#### [Goal of the exercise]
Please reproduce the entries exactly, skipping each picture.

*** Data shown ***

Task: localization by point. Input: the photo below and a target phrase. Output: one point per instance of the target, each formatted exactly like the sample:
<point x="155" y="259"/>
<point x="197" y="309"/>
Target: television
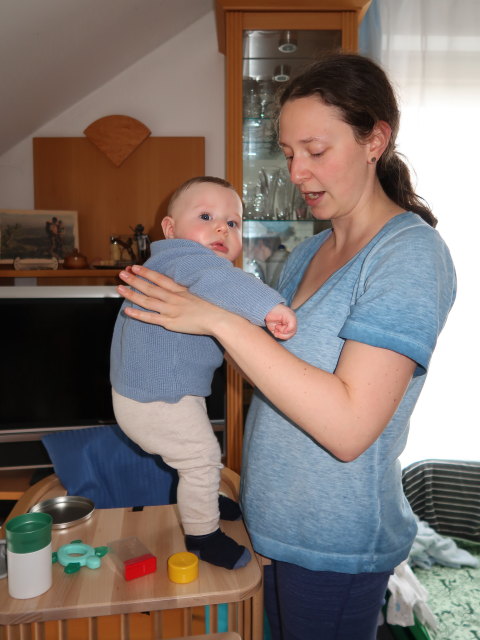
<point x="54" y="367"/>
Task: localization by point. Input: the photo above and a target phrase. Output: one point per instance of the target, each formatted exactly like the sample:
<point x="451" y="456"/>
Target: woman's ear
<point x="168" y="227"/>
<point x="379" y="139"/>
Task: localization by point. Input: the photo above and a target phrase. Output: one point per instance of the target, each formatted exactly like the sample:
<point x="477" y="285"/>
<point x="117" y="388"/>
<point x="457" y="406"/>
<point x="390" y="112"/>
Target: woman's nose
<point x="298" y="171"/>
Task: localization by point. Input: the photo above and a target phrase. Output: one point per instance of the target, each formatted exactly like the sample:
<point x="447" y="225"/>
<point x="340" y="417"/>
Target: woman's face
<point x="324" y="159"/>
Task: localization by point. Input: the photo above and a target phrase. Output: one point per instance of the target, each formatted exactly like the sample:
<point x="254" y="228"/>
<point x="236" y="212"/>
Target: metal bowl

*** End of Data shown ***

#### [Reply to the task]
Task: localization by point. Input: the photo below and a target phrase. Output: one point per instance of the target, each formatted exactly like the sample:
<point x="155" y="259"/>
<point x="197" y="309"/>
Target: television
<point x="54" y="367"/>
Task: localization by point. Input: the photo above and a target phrase. Output: one point per instance of the target, each formatted exactly like the sample:
<point x="451" y="456"/>
Target: woman's ear
<point x="168" y="227"/>
<point x="379" y="139"/>
Task: localization by point. Input: the photo above and a target phrase. Output: one point per instance of the target, each formatted exactly like the sample:
<point x="477" y="285"/>
<point x="117" y="388"/>
<point x="457" y="406"/>
<point x="390" y="112"/>
Target: woman's nose
<point x="298" y="171"/>
Task: localization by point. Input: the photo above and a target phrase. Output: one point per instance of the target, each formatted exactly like the sample:
<point x="447" y="225"/>
<point x="340" y="417"/>
Target: woman's face
<point x="324" y="159"/>
Task: localization by point. Input: the photo above and a target phrase. Output: one point per instance of the target, each formatted exactly like the sample:
<point x="254" y="228"/>
<point x="236" y="212"/>
Target: metal bowl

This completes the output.